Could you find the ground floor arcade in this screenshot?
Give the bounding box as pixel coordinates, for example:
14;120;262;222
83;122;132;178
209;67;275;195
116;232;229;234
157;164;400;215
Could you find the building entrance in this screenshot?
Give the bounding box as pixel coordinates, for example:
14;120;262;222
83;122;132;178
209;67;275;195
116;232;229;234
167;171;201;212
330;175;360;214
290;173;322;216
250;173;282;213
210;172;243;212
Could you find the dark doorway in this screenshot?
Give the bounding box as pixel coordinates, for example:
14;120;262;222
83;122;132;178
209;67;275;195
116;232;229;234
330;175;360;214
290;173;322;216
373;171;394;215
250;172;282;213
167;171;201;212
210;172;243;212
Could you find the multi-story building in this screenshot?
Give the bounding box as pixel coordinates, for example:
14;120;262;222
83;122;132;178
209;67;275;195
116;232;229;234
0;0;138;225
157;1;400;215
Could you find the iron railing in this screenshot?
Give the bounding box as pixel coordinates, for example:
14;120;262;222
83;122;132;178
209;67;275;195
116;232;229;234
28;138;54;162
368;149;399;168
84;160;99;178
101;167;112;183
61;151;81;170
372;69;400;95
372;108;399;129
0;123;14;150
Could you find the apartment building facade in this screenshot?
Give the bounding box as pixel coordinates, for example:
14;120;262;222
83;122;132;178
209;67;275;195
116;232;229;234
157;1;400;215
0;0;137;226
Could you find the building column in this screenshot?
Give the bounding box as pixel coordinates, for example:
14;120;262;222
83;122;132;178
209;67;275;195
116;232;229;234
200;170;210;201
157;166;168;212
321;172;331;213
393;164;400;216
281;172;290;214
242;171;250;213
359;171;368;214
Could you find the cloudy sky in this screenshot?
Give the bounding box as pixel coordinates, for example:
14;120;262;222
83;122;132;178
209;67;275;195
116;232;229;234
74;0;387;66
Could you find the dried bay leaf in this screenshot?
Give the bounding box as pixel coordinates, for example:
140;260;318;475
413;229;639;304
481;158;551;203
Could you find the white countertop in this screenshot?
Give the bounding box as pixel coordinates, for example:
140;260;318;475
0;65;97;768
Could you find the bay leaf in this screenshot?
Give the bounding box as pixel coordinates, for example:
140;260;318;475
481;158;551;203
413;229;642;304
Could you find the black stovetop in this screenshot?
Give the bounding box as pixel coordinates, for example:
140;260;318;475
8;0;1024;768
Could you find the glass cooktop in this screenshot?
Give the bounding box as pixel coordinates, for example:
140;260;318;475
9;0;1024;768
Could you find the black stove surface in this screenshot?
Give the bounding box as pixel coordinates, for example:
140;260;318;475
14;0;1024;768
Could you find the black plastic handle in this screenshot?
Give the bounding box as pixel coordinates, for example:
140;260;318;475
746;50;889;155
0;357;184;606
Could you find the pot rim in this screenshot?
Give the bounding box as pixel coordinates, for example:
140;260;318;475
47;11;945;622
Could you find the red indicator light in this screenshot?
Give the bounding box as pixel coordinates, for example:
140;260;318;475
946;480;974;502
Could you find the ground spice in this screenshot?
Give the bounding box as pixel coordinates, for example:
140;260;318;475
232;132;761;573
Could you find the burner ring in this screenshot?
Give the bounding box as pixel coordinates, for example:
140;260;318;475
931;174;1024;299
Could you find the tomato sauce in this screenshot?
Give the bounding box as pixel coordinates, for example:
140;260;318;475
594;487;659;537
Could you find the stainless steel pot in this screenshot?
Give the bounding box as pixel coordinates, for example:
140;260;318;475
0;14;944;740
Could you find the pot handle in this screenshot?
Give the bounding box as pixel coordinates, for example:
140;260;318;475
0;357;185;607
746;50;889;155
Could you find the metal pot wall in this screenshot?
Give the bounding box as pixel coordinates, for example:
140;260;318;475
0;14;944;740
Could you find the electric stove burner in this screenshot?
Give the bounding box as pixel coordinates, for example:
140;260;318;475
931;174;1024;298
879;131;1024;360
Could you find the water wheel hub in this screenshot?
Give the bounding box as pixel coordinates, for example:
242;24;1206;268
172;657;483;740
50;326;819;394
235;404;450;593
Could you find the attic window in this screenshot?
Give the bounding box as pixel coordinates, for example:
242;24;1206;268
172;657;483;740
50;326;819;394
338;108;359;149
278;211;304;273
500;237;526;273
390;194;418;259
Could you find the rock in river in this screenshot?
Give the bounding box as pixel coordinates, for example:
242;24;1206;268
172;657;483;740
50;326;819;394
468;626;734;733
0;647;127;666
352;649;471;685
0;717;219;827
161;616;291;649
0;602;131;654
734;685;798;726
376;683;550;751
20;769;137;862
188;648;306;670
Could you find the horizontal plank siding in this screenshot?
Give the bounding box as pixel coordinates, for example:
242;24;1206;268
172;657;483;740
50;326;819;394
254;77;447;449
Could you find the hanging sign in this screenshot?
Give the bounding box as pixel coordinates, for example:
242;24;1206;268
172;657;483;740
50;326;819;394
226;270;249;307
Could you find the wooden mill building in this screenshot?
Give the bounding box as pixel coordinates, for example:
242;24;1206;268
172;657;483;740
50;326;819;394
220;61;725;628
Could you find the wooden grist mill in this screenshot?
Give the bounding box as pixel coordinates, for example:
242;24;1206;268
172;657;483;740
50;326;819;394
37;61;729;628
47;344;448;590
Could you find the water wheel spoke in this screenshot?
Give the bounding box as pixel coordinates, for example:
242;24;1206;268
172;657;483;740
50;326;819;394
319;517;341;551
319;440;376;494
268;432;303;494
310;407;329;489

-------

> [What needs to be done]
Output every entry above verbatim, line for line and in the same order.

> [Solution to the problem]
Could you find the ground floor arcade in this screenshot?
Give the bounding box as pixel coordinates, for example:
14;120;262;222
83;122;132;178
209;67;275;195
116;232;229;234
157;164;400;215
Could you find the building entrance in this screenshot?
Give the bounding box as pixel coordinates, for example:
14;120;262;222
83;122;132;178
209;67;275;195
116;232;229;234
167;171;201;212
330;175;360;214
290;173;322;216
250;173;282;213
210;172;243;212
Could you find the dark doorway in this screenshot?
Give the bounding box as pixel coordinates, for example:
14;120;262;222
83;122;132;178
209;67;275;195
116;232;229;234
330;175;360;214
290;173;322;216
373;171;394;215
250;172;282;213
167;171;201;212
210;172;243;212
Could you find the multi-story building in this screenshot?
Give the bounding box as pixel coordinates, for example:
14;120;262;222
83;122;132;178
209;67;275;195
116;232;229;234
0;0;138;225
157;1;400;215
Could you find the iron railing in this screenshot?
Give the bounding box as pixel coordinates, for example:
14;120;262;222
83;122;132;178
209;67;275;195
116;232;229;234
28;138;54;162
368;149;399;168
84;160;99;178
101;167;112;183
61;151;81;170
372;69;400;95
372;108;399;129
0;123;14;150
Could you find the apartment building facade in this screenshot?
Give the bounding box as pixel coordinates, for example:
14;120;262;222
83;122;132;178
209;67;275;195
116;232;229;234
157;1;400;215
0;0;137;226
Could you find the building column in this screenshot?
Give the bounding box as pixel coordinates, for example:
14;120;262;222
83;122;132;178
209;67;275;195
116;232;229;234
200;170;210;201
157;166;168;212
321;172;331;213
393;164;400;216
281;172;290;214
242;171;250;213
359;171;368;214
Could you find the cloudy sky in this screenshot?
Give the bounding box as pixel coordinates, for example:
14;120;262;222
83;122;132;178
209;67;275;195
116;232;229;234
74;0;387;66
Could you find the dried bay leaf in this screenshot?
Give the bounding box as pixel coordinates, for example:
140;260;318;475
413;229;639;304
481;158;551;203
Could you find the white countertop in this screenshot?
Give the bounding box as pixel coordinates, for example:
140;260;318;475
0;65;97;768
Could you find the bay leaf in this screenshot?
Give the bounding box as pixel coordinates, for example:
140;260;318;475
481;158;551;203
413;229;642;304
Could you find the black stovetop in this screenshot?
Give the bounding box as pixel coordinates, for example:
140;260;318;475
8;0;1024;768
Could you find the glass cooktop in this screenshot?
Give the bounding box as pixel coordinates, for example:
140;260;318;475
9;0;1024;768
Could you find the black stove surface in this screenshot?
Give the bounding box as pixel coordinates, for example:
140;260;318;475
14;0;1024;768
Could you find the black plastic handle in this screenshot?
Give the bounding box as pixel coordinates, for example:
140;260;318;475
746;50;889;155
0;357;184;606
Could you find the pot rim in this screenshot?
Give the bounding box as pixel coordinates, for example:
140;260;318;475
47;11;945;622
Could you find the red indicator light in this screenshot?
Give the bounding box as pixel coordinates, for example:
140;260;318;475
946;480;974;502
Could you find the ground spice in this screenshot?
Give the bounding box as pixel coordinates, for example:
140;260;318;475
232;132;761;573
Could you find the burner ring in this screenshot?
Give the bounding box as pixel coordinates, for example:
140;260;318;475
931;174;1024;299
Could you find the tomato sauce in this screenshot?
Give the bounding box as pixel coordinates, for example:
140;260;318;475
594;487;659;537
Could you find the stainless steel pot in this screenshot?
Give the bounding box as pixel coordinates, for example:
140;260;318;475
0;14;944;740
Could you find the pot handle in this screenshot?
Give the bounding box as pixel coordinates, for example:
140;260;318;475
0;357;185;607
746;50;889;155
Could you find the metal pot wall in this screenshot?
Give the bounding box as pixel coordinates, for example:
140;260;318;475
0;14;944;740
Could you find the electric stove burner in this screenshot?
Give the bounding box as pixel coordinates, for example:
140;260;318;475
931;174;1024;298
879;131;1024;360
Could you find the water wheel hub in this screenshot?
Give the bounding box as pixel coordinates, for example:
242;24;1206;268
172;657;483;740
50;326;819;394
235;404;450;593
Could you find the attic window in this screenshot?
Give the bounding box as pixel coordinates, for example:
242;24;1206;268
172;657;483;740
50;326;819;394
338;108;359;149
278;211;304;273
500;237;526;273
390;194;418;259
Could you find the rock in river in this screenshot?
Give the bounding box as pixel coordinates, for example:
242;24;1206;268
172;657;483;740
50;326;819;394
468;626;734;733
0;647;127;666
352;649;471;685
0;717;219;827
161;616;291;649
0;602;131;654
734;685;798;726
376;683;550;751
20;769;137;862
188;648;306;670
Could you find the horizontal plank siding in this screenshot?
Give the bounding box as pixel coordinates, for example:
242;24;1206;268
172;657;483;740
50;326;819;394
254;77;447;449
Could you find the hanging sign in this screenshot?
Give the bounding box as pixel coordinates, for example:
242;24;1206;268
172;657;483;740
50;326;819;394
226;270;249;307
Could you find the wooden mill building in this screenshot?
Give the bounding box as pixel coordinates, for example:
242;24;1206;268
172;657;483;740
50;326;819;394
220;61;725;628
Could you find the wooden grist mill in this screenshot?
Give the bounding box as pixel coordinates, for example:
242;24;1206;268
172;657;483;740
50;326;819;394
37;61;729;628
47;344;448;590
Could you find the water wheel spoke in this screenshot?
Give the bounding box as pixel coordinates, for example:
242;24;1206;268
172;657;483;740
50;326;819;394
319;517;341;551
319;440;376;494
268;432;303;494
310;407;329;489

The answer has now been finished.